STATED PROBLEM:
Lay out every line of the material below as a numbered list, skipping blank lines and leaving the pictures out.

INPUT:
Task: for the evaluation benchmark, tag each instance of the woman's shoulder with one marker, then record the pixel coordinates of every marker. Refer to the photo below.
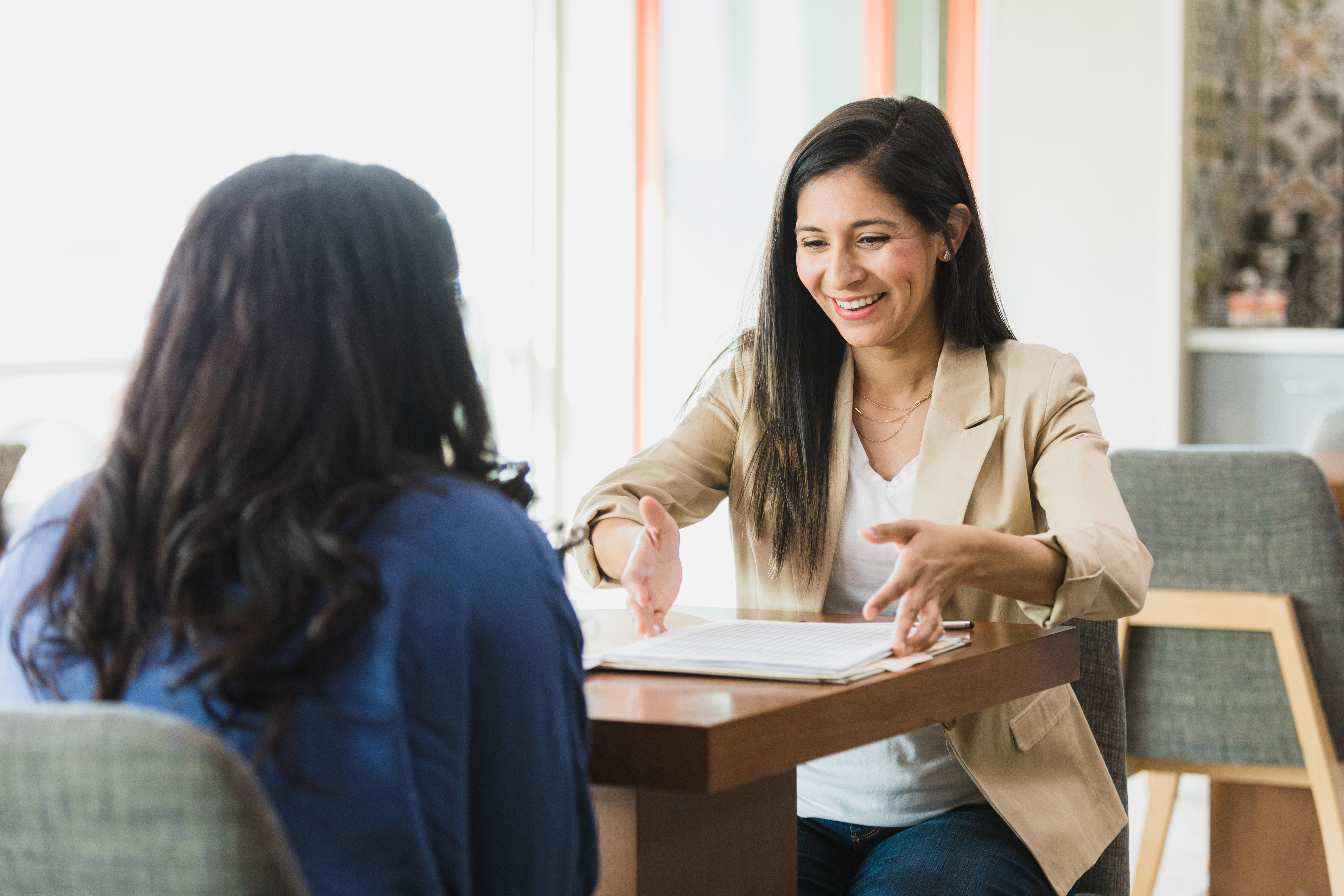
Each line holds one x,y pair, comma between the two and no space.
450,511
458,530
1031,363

FULL RESPONSE:
1. Task: for the evaluation benchmark, tag each instance of the woman's shoulder with one marker, then record the pixel coordinates of every marker. Refer to the photo below.
2. Each line holds one x,y pair, comma between the two and no space.
3. 450,511
4. 458,530
5. 1031,363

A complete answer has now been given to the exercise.